Rewrite the lines between the one holding "Target: black jeans" and the one holding "(0, 422), (63, 565)", inclusive, with "integer pixel coordinates" replaced by "whole-number pixel coordinates" and nothing else changed.
.....
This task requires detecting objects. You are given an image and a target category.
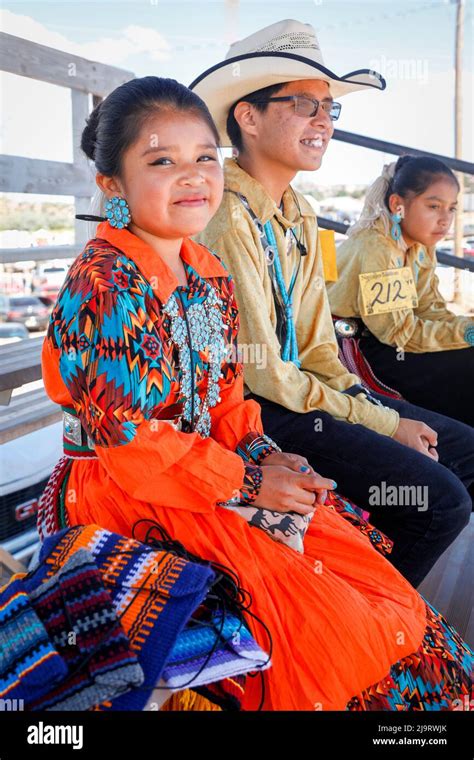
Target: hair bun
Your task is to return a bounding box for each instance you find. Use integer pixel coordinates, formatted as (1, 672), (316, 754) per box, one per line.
(81, 102), (102, 161)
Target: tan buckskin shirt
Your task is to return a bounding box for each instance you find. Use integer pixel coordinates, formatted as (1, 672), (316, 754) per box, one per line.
(195, 158), (399, 436)
(327, 220), (474, 353)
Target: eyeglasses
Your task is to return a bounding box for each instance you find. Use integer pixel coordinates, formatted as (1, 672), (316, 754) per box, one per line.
(248, 95), (342, 121)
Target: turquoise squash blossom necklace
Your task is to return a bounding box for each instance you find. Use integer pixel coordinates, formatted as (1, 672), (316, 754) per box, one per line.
(162, 282), (227, 438)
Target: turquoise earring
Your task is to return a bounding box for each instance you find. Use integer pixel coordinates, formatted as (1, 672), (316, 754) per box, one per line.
(105, 195), (132, 230)
(390, 208), (403, 241)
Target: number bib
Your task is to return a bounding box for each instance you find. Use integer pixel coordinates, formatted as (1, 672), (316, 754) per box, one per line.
(359, 267), (418, 316)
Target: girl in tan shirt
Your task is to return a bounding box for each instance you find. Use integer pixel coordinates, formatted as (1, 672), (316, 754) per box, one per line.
(327, 156), (474, 425)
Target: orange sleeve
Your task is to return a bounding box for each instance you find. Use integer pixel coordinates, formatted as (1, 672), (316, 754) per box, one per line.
(209, 274), (279, 464)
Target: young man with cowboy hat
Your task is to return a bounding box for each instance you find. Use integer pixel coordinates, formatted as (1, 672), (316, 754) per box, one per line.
(190, 20), (474, 586)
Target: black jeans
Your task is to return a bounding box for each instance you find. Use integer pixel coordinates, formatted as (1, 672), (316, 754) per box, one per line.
(246, 393), (474, 587)
(360, 335), (474, 427)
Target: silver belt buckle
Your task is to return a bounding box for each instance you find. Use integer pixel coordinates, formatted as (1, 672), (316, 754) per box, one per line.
(63, 412), (82, 446)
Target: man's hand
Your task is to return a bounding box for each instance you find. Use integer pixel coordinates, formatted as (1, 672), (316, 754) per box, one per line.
(393, 417), (438, 462)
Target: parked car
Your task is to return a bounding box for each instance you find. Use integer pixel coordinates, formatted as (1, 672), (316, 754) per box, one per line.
(0, 322), (30, 346)
(0, 295), (51, 330)
(0, 422), (63, 565)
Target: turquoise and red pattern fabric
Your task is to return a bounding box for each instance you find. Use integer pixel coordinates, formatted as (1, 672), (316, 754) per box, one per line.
(47, 238), (241, 446)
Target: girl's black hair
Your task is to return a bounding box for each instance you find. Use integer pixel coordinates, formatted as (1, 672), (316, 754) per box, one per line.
(81, 76), (220, 177)
(226, 82), (287, 153)
(384, 155), (460, 208)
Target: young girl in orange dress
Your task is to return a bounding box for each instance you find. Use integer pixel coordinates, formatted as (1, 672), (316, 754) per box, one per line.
(40, 77), (473, 710)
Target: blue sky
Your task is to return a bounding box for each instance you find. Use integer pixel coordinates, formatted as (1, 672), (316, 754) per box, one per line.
(1, 0), (474, 191)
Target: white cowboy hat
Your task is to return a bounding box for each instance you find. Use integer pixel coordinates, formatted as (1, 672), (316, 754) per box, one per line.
(189, 19), (386, 145)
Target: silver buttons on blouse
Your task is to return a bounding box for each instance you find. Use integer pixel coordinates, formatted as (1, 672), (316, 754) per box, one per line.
(163, 283), (226, 438)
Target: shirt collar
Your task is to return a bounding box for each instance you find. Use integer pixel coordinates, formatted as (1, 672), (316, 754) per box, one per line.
(95, 222), (228, 303)
(224, 158), (316, 228)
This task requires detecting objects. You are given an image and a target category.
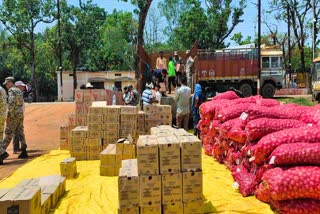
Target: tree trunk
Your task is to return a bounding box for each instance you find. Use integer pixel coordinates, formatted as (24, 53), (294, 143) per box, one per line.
(134, 0), (152, 93)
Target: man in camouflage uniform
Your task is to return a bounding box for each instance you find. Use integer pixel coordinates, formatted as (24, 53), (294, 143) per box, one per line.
(0, 77), (28, 164)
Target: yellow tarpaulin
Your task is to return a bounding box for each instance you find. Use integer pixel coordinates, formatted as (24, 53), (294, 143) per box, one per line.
(0, 150), (273, 214)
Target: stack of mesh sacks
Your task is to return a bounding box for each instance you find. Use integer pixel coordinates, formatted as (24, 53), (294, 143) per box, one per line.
(118, 126), (203, 214)
(198, 92), (320, 213)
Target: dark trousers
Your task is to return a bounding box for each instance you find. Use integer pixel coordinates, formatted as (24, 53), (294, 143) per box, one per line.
(168, 77), (176, 94)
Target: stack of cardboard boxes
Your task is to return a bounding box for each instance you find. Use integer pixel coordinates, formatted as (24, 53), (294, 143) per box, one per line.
(100, 141), (135, 176)
(119, 126), (202, 214)
(0, 175), (66, 214)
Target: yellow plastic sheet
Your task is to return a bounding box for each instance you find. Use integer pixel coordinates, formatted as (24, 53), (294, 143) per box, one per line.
(0, 150), (273, 214)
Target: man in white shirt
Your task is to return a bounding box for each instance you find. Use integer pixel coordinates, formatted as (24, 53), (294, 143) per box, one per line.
(175, 77), (191, 131)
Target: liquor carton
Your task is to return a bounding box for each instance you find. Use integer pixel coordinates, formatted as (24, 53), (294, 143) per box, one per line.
(178, 135), (202, 171)
(140, 175), (161, 207)
(162, 173), (182, 204)
(182, 171), (202, 203)
(60, 158), (77, 179)
(137, 135), (159, 175)
(158, 135), (181, 174)
(162, 202), (183, 214)
(0, 186), (41, 214)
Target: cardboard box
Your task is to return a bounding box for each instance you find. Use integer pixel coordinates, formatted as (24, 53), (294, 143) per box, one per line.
(120, 106), (138, 114)
(118, 165), (140, 208)
(41, 194), (52, 214)
(140, 205), (161, 214)
(68, 113), (76, 126)
(162, 202), (184, 214)
(138, 176), (161, 207)
(87, 130), (103, 138)
(100, 165), (115, 176)
(183, 200), (204, 214)
(71, 126), (88, 138)
(86, 138), (102, 147)
(178, 135), (202, 171)
(104, 106), (121, 115)
(87, 123), (102, 131)
(60, 158), (77, 179)
(137, 135), (159, 175)
(158, 135), (181, 174)
(103, 130), (119, 138)
(74, 89), (84, 102)
(103, 114), (120, 124)
(102, 123), (119, 132)
(162, 173), (182, 204)
(182, 171), (202, 203)
(120, 114), (137, 123)
(0, 186), (41, 214)
(60, 139), (70, 150)
(87, 114), (103, 124)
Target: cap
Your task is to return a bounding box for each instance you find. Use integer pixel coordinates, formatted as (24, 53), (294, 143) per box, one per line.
(86, 82), (93, 88)
(146, 82), (153, 88)
(14, 81), (26, 87)
(3, 77), (15, 85)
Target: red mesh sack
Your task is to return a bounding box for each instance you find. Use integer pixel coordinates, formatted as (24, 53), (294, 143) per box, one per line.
(246, 118), (307, 141)
(269, 143), (320, 166)
(255, 166), (320, 202)
(212, 91), (239, 100)
(253, 126), (320, 164)
(232, 165), (256, 197)
(271, 198), (320, 214)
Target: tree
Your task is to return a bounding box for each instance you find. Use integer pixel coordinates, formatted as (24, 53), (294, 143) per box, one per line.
(122, 0), (152, 93)
(0, 0), (55, 100)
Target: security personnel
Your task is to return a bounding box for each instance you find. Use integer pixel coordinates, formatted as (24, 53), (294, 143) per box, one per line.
(0, 77), (28, 164)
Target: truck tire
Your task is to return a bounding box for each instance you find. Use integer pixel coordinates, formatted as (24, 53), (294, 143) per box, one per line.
(239, 83), (252, 97)
(261, 83), (276, 98)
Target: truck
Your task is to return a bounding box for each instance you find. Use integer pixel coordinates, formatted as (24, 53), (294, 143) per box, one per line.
(146, 43), (285, 98)
(312, 56), (320, 103)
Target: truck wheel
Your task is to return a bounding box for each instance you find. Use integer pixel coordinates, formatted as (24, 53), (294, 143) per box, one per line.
(239, 83), (252, 97)
(261, 83), (276, 98)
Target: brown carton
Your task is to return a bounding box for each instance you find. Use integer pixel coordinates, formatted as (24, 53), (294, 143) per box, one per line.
(158, 136), (180, 174)
(178, 135), (202, 171)
(0, 186), (41, 214)
(87, 130), (103, 138)
(41, 194), (52, 214)
(182, 171), (202, 203)
(162, 202), (183, 214)
(60, 158), (77, 179)
(140, 205), (161, 214)
(88, 123), (102, 131)
(74, 89), (83, 102)
(183, 200), (204, 214)
(137, 135), (159, 175)
(120, 106), (138, 114)
(87, 114), (103, 124)
(140, 175), (161, 207)
(162, 173), (182, 204)
(71, 126), (88, 138)
(118, 165), (140, 208)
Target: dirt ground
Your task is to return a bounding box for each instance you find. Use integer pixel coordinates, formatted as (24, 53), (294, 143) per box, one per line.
(0, 103), (75, 180)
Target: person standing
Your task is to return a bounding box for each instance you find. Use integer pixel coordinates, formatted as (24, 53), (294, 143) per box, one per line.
(175, 77), (191, 131)
(0, 86), (8, 155)
(192, 84), (206, 136)
(186, 50), (194, 88)
(142, 82), (154, 108)
(173, 51), (182, 83)
(0, 77), (28, 164)
(168, 57), (176, 94)
(156, 51), (167, 70)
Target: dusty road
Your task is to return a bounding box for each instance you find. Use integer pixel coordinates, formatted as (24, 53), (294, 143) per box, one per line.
(0, 103), (75, 180)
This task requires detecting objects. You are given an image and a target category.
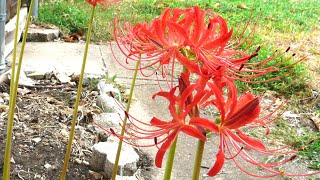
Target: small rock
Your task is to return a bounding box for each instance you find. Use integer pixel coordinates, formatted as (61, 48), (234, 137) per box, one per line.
(74, 158), (82, 164)
(55, 72), (71, 83)
(10, 157), (16, 164)
(116, 175), (138, 180)
(98, 79), (121, 101)
(31, 137), (41, 144)
(90, 142), (139, 176)
(44, 163), (52, 170)
(96, 94), (124, 115)
(104, 142), (139, 176)
(8, 70), (35, 86)
(88, 170), (103, 180)
(82, 161), (89, 166)
(94, 113), (122, 133)
(27, 72), (46, 80)
(27, 27), (59, 42)
(18, 88), (31, 96)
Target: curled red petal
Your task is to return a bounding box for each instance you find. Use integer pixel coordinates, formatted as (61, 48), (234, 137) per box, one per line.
(208, 136), (225, 176)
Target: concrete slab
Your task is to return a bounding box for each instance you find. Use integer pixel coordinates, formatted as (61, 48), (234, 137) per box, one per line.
(6, 42), (318, 180)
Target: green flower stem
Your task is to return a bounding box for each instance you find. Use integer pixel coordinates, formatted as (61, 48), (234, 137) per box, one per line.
(192, 140), (205, 180)
(163, 137), (178, 180)
(111, 61), (140, 180)
(60, 6), (96, 180)
(2, 0), (34, 180)
(163, 66), (188, 180)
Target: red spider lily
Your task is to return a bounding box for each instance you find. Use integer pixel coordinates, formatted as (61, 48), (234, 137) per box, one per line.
(92, 73), (215, 167)
(114, 6), (301, 83)
(86, 0), (122, 10)
(194, 81), (319, 178)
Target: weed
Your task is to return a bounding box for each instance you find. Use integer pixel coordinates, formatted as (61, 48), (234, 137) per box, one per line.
(37, 1), (89, 33)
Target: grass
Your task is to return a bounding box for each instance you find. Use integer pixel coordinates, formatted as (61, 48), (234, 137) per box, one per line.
(37, 0), (320, 172)
(37, 0), (320, 97)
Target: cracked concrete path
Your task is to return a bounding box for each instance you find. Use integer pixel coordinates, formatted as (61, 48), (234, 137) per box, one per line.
(8, 42), (318, 180)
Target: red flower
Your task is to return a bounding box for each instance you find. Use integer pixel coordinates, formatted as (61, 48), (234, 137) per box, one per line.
(198, 81), (319, 178)
(114, 6), (299, 82)
(92, 73), (215, 167)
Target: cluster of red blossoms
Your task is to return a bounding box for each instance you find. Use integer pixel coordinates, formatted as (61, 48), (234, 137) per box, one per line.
(96, 7), (318, 177)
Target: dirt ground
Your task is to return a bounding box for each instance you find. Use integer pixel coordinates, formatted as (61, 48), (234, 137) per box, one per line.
(0, 76), (153, 180)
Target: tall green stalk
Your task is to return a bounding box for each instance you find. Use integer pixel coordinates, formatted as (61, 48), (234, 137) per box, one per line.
(2, 0), (34, 180)
(163, 137), (178, 180)
(192, 140), (205, 180)
(163, 66), (188, 180)
(60, 6), (96, 180)
(111, 61), (140, 180)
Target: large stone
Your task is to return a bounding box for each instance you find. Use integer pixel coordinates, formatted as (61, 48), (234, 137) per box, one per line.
(98, 79), (121, 102)
(116, 175), (138, 180)
(27, 27), (59, 42)
(90, 141), (139, 176)
(94, 113), (122, 132)
(96, 94), (124, 115)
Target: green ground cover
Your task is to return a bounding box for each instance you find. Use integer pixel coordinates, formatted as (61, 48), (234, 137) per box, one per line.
(37, 0), (320, 169)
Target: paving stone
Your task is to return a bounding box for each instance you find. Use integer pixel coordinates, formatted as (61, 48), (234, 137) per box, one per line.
(88, 170), (103, 180)
(90, 141), (139, 176)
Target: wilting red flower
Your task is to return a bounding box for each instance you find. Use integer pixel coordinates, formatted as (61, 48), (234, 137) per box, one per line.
(86, 0), (122, 9)
(195, 81), (319, 178)
(114, 6), (299, 82)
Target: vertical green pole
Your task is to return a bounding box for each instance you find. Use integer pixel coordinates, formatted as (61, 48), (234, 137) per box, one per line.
(60, 6), (96, 180)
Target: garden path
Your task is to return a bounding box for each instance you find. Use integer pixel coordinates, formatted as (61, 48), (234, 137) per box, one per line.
(9, 42), (318, 180)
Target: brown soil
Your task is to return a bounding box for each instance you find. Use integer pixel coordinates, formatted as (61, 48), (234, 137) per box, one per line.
(0, 80), (153, 180)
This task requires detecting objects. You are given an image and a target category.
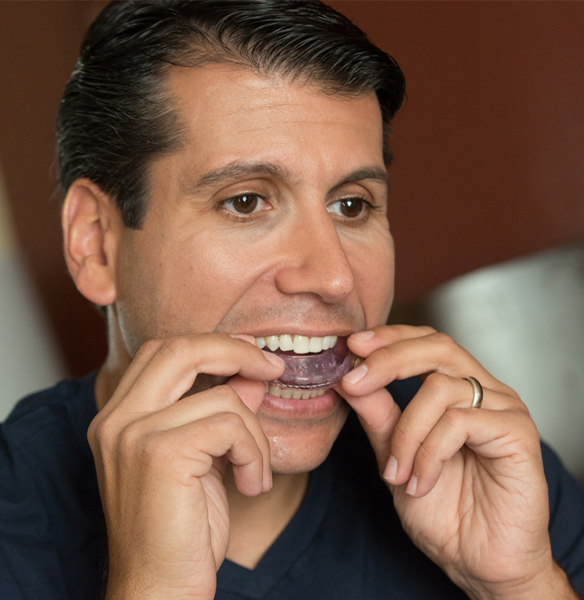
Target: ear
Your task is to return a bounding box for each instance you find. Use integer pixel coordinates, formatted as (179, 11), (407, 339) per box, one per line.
(61, 179), (124, 306)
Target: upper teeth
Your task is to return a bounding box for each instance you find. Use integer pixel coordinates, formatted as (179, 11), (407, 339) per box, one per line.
(256, 335), (337, 354)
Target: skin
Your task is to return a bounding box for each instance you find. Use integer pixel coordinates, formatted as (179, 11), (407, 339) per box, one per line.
(63, 65), (575, 600)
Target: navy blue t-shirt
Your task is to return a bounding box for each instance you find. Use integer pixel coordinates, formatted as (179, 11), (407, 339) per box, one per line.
(0, 375), (584, 600)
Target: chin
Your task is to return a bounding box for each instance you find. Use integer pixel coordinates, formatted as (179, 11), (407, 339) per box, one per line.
(258, 392), (350, 475)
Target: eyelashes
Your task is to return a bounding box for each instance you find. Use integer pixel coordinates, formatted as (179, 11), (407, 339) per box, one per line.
(215, 192), (382, 226)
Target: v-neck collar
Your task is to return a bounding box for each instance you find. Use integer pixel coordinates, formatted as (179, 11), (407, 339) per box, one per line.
(217, 456), (332, 599)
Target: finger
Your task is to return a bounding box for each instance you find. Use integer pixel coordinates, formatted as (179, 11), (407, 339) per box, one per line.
(388, 373), (523, 485)
(406, 408), (534, 497)
(161, 412), (270, 496)
(99, 340), (163, 418)
(335, 386), (401, 469)
(342, 333), (517, 396)
(225, 375), (266, 415)
(110, 334), (284, 413)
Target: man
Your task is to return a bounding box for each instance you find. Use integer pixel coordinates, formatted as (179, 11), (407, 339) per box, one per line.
(0, 0), (584, 600)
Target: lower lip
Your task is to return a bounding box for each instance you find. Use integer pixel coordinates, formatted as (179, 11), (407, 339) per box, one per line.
(260, 388), (341, 419)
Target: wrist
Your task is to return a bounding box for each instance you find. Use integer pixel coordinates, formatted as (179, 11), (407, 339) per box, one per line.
(469, 563), (579, 600)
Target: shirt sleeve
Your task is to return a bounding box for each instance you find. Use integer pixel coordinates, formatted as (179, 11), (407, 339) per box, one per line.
(542, 444), (584, 597)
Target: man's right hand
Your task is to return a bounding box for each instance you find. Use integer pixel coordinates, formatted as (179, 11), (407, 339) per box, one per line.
(88, 334), (284, 600)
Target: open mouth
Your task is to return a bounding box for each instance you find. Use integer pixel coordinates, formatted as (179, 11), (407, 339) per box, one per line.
(256, 335), (361, 400)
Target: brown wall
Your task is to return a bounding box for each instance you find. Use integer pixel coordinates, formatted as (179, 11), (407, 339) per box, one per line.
(0, 1), (584, 374)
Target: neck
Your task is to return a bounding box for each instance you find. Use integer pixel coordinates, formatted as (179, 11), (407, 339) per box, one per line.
.....
### OUTPUT BELOW
Target: black jeans
Your task is to return a bounding box for each instance you find. Use whole-number pixel coordinates, formatted as (1, 672), (316, 754) per box, one per line.
(246, 393), (474, 587)
(360, 335), (474, 427)
Target: silver belt buckle
Your task is to return a bounding box for each instance you find. Use whole-number pixel coordinates, formatted as (1, 672), (316, 754) per box, one per line.
(63, 412), (82, 446)
Target: man's hand
Your task is to return a bounding box for each instance you find. Use whole-number pixel coordinates, formatted as (1, 672), (316, 754) per box, one per line.
(393, 417), (438, 462)
Target: parked car
Your task is to return a bounding box for each instance you find. Use whole-number pixel coordinates, formatted as (1, 672), (316, 754) per box, one per line.
(0, 322), (30, 346)
(0, 295), (51, 330)
(0, 422), (63, 565)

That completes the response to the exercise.